Entries from a point annotation set

-- begin --

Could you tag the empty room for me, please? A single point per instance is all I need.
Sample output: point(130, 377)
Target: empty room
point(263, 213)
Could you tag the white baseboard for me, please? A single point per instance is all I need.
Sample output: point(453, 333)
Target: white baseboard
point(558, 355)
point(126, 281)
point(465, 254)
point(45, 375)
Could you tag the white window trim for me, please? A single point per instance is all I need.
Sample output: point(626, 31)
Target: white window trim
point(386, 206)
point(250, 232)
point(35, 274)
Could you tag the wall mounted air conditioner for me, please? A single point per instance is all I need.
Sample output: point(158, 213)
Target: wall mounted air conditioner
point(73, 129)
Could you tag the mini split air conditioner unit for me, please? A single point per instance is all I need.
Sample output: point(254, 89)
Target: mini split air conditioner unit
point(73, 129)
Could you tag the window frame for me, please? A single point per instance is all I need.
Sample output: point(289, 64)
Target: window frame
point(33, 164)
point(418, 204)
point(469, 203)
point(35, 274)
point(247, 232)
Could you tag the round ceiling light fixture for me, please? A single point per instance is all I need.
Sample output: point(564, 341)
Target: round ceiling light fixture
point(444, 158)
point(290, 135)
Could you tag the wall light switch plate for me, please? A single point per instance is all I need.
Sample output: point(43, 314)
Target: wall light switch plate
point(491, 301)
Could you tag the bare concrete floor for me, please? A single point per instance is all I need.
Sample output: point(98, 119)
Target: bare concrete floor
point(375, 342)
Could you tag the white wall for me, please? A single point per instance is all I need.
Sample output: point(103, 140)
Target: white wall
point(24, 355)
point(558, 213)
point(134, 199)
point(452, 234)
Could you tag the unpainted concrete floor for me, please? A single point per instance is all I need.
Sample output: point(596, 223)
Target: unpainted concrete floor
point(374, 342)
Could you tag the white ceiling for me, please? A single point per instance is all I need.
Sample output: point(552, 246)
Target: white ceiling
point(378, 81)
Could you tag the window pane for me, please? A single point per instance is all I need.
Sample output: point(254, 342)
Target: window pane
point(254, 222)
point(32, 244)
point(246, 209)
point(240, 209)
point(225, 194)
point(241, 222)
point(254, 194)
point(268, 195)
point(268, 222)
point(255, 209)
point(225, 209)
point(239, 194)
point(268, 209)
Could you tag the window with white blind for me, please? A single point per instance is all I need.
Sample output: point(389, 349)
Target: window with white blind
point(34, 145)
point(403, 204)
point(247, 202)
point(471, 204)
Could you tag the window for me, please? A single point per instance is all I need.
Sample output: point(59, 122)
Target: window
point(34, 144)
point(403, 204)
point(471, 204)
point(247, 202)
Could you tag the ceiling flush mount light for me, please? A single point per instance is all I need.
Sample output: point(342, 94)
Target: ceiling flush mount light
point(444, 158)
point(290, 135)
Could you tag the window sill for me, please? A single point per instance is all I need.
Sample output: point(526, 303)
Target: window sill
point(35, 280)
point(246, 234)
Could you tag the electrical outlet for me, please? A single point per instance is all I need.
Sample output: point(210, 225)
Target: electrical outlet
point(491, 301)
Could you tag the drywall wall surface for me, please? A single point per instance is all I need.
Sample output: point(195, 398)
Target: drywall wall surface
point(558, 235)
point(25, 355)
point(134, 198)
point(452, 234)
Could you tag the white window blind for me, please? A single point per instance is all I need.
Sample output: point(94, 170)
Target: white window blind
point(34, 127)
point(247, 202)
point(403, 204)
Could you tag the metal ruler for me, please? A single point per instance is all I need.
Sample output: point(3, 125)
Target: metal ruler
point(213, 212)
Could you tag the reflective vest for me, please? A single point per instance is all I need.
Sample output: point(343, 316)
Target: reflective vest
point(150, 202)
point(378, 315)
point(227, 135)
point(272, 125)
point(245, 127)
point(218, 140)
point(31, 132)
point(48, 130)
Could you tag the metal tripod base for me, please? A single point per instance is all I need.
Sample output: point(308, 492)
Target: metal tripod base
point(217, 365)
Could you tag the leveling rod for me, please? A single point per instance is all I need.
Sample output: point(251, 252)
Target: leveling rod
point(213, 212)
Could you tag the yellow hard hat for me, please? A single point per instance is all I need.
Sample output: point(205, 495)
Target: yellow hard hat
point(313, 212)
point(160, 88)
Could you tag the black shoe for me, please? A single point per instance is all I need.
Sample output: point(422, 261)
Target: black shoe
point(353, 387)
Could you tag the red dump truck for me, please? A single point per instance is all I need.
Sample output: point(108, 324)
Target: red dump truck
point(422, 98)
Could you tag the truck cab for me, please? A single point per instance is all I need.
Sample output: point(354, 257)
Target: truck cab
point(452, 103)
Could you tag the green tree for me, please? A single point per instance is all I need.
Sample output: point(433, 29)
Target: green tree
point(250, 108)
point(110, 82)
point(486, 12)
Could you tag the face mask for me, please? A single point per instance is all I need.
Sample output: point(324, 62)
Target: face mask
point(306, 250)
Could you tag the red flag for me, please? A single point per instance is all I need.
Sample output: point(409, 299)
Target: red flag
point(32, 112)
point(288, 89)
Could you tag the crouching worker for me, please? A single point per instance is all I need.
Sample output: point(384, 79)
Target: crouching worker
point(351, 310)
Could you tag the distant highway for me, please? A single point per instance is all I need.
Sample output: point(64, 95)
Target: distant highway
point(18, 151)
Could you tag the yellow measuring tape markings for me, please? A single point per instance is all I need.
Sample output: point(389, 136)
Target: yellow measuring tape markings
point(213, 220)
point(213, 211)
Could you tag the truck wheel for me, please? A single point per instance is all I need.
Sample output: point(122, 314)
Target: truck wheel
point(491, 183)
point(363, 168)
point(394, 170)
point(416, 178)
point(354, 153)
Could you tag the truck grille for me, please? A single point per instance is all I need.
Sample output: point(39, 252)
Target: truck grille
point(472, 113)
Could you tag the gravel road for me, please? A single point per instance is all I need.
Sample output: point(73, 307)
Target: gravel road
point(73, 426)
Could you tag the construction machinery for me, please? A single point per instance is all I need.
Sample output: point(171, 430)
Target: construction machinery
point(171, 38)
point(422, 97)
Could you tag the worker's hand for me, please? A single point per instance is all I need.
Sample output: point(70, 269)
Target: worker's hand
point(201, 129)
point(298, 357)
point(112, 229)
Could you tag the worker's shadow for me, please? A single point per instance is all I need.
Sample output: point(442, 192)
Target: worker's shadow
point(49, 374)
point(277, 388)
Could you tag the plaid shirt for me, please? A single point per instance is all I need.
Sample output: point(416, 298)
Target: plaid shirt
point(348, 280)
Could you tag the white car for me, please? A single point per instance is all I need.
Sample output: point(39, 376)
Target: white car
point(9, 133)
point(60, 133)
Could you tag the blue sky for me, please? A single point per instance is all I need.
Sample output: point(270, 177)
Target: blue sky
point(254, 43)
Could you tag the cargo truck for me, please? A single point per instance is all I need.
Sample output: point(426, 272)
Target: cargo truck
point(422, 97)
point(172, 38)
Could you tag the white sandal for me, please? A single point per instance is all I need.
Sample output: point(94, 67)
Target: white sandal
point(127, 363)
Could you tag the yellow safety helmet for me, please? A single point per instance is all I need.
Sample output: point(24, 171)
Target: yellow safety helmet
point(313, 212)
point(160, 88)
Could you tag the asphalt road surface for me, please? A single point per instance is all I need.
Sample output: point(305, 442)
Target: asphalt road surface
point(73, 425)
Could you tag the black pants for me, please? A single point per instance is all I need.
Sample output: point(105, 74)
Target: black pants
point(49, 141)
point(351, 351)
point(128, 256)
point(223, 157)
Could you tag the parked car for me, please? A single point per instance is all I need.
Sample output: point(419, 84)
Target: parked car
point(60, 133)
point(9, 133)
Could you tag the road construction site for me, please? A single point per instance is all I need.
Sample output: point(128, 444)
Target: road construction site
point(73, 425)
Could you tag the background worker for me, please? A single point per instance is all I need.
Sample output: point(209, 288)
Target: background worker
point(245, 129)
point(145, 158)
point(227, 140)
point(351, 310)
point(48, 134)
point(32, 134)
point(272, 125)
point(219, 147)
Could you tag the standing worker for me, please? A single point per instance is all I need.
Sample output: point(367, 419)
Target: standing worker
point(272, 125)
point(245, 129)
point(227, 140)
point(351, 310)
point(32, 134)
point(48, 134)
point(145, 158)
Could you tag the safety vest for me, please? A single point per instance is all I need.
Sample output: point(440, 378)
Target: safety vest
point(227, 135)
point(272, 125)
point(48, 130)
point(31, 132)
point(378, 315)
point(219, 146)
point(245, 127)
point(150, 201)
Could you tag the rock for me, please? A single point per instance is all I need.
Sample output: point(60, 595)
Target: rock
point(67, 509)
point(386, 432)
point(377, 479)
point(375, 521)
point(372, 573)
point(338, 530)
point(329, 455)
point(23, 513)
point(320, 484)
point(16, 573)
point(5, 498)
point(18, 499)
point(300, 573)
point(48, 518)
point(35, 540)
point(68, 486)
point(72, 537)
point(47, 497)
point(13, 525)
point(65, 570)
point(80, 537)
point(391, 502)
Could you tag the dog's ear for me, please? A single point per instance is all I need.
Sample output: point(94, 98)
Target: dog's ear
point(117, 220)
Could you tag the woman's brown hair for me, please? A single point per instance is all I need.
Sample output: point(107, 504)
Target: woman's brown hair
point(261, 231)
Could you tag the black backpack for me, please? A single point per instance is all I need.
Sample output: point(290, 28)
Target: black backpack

-- end --

**Work to do**.
Starting with the line that contains "Could you tag the rock", repeat each line through the last one exactly as it appears. Include both ends and nothing more.

**Full output**.
Could you tag the rock for me, please? A single point per instance is all I need.
Sample output: point(60, 595)
Target: rock
point(67, 509)
point(386, 432)
point(377, 479)
point(375, 521)
point(372, 573)
point(338, 530)
point(329, 455)
point(23, 513)
point(320, 484)
point(16, 573)
point(5, 498)
point(18, 499)
point(300, 573)
point(48, 518)
point(35, 540)
point(68, 486)
point(72, 537)
point(47, 497)
point(13, 525)
point(65, 570)
point(80, 537)
point(391, 502)
Could you tag the dog's ear for me, please? A single point per instance is all I need.
Sample output: point(94, 98)
Target: dog's ear
point(117, 220)
Could you tag the woman's brown hair for me, please? A single point per instance is all I need.
Sample output: point(107, 504)
Target: woman's brown hair
point(261, 231)
Could you tag the black backpack for me, please? A single point per instance is all I need.
Sample output: point(290, 28)
Target: black backpack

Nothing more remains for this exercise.